— SHORT PROBLEM —
Repeat every one of the records below word for word.

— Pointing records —
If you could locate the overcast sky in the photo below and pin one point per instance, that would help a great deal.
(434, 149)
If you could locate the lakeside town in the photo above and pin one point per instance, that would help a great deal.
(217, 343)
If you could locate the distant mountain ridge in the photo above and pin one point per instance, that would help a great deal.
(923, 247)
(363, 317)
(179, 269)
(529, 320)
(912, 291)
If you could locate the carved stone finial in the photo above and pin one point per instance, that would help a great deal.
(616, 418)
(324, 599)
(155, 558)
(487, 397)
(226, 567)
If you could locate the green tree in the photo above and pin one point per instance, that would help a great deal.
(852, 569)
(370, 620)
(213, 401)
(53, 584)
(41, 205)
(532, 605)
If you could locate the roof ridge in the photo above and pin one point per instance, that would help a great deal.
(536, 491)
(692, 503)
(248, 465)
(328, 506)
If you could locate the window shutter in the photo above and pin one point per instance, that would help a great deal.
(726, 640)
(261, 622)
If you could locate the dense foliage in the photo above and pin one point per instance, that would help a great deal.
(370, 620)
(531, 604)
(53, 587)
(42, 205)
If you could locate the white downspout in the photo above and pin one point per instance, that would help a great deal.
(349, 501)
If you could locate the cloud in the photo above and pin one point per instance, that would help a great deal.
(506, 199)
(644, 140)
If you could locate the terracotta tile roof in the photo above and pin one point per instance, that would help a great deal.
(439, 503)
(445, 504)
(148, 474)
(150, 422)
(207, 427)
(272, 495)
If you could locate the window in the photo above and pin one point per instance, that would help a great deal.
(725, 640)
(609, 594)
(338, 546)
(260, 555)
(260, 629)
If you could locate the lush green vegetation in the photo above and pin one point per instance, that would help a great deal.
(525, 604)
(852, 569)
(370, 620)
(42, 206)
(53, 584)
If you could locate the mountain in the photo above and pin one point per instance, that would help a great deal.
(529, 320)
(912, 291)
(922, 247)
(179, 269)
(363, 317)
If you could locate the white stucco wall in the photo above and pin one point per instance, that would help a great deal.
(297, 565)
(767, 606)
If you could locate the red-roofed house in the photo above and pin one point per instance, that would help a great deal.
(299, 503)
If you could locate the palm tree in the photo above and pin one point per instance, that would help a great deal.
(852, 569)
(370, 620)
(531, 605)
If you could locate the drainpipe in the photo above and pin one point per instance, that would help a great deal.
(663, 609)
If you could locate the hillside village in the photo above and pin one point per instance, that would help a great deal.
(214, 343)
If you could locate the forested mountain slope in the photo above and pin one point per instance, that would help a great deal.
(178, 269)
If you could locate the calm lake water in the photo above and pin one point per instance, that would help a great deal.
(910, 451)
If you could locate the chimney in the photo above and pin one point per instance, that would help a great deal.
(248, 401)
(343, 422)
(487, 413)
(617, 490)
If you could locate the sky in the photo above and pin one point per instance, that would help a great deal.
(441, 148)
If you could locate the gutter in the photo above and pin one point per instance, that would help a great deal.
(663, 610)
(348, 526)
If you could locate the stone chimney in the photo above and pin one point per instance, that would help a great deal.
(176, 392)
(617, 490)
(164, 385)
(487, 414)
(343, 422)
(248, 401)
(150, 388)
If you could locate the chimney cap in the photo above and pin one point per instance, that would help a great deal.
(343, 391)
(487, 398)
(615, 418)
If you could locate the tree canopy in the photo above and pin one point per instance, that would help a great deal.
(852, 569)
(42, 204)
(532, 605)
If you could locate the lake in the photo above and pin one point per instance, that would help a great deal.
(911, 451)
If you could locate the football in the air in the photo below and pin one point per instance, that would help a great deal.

— CORRECT RESULT —
If you could locate the overcast sky in the photo below and pin one point per instance, that would help a great deal.
(434, 149)
If you could locate the lakeside town in the photo above and pin one point per instance, that would help a great deal.
(217, 343)
If you could locate the distant mountain ridge in the photo above and pin one point per instance, that would help a great deal.
(923, 247)
(363, 317)
(179, 269)
(529, 320)
(912, 291)
If you could locate the carved stone finial in the photo above and pin one point per instance, that would help a great deal.
(616, 418)
(324, 599)
(155, 558)
(487, 397)
(226, 567)
If you could locate the green tree in the photo above and pin one point per instance, that would help a great deal.
(852, 569)
(370, 620)
(213, 401)
(53, 584)
(41, 205)
(532, 605)
If you could locate the roof ridge in the photo above and pin one point per instance, that would help a great deal.
(536, 491)
(692, 503)
(248, 465)
(328, 506)
If you could locate the window shutter in the photo above and pin one point per instance, that would help a great deal.
(726, 640)
(261, 622)
If you could locate the dense foliage in the photo above and pin one point per instance, that would help a great deal.
(370, 620)
(531, 604)
(53, 587)
(42, 205)
If you could locate the white downspout in the photo above and pin one point per instance, that would help a great deal.
(349, 501)
If you could locate the cloud in the photo above and pin one point per instance, that would help a great deal.
(506, 199)
(644, 140)
If you could locate the terracotta tile roof in the photo above and pin one point per instance, that would help a great deal.
(439, 503)
(445, 504)
(148, 474)
(150, 422)
(207, 427)
(272, 495)
If you could locate the window in the photo above and pin one point per instance, that would help a great deal.
(725, 640)
(609, 594)
(338, 546)
(260, 555)
(260, 629)
If you could locate the lush green vegetation in the photo above and pin one point per instance, that would help a great deal.
(525, 604)
(852, 569)
(370, 620)
(42, 206)
(53, 584)
If you could locate the mountain in the photo above and pin one point per instance, that would help a great deal.
(529, 320)
(912, 291)
(922, 247)
(179, 269)
(363, 317)
If you could locate the white stucco wall in the photo above and pin one point per instance, that would help a great deal.
(297, 565)
(767, 606)
If you could locate the red-roofed house in the photo above and pin one point per instance, that would help a great deal.
(299, 503)
If you could locate the palm tree in the photo above and pin one point per instance, that would help a great deal.
(852, 569)
(370, 620)
(531, 605)
If you could locate the drainpipe in the photo above and pin one point per instance, that would help a great deal.
(663, 609)
If you could locate the hillside village in the photo above and pin one point per instance, that would help a great deal.
(214, 343)
If you could locate the forested mountain slope in the photo above and pin one point per instance, that would help a great deal.
(178, 269)
If you could locate the calm lake water in the photo above and pin one point per instance, that would help a great deal.
(910, 451)
If you could locate the chimney in the photo above and pin one point per instance, that would help a great deal.
(248, 401)
(343, 422)
(487, 413)
(617, 490)
If you could locate the sky in the photo above and pin one point per instance, that would help a great deal.
(441, 148)
If you could locate the gutter in the photo above and pin one point per instance, that would help a great deal.
(663, 610)
(348, 526)
If you could locate the stone chimney in the photo above and pin one point per instance, that would help a great deal.
(176, 392)
(617, 490)
(164, 385)
(487, 414)
(343, 422)
(248, 401)
(150, 388)
If you could locate the chimney cap in the photo above and pin one point per instance, that would help a great deal.
(343, 391)
(487, 398)
(615, 418)
If you could locate the tree canopy in the photo above and pin one point per instance, that would help a great deal.
(852, 569)
(42, 204)
(532, 605)
If you could locate the lake in the photo above and pin one point per instance, that would help a great deal.
(911, 451)
If you could locate the football in the air in the photo below and pin one point per instance, that would help a great deal.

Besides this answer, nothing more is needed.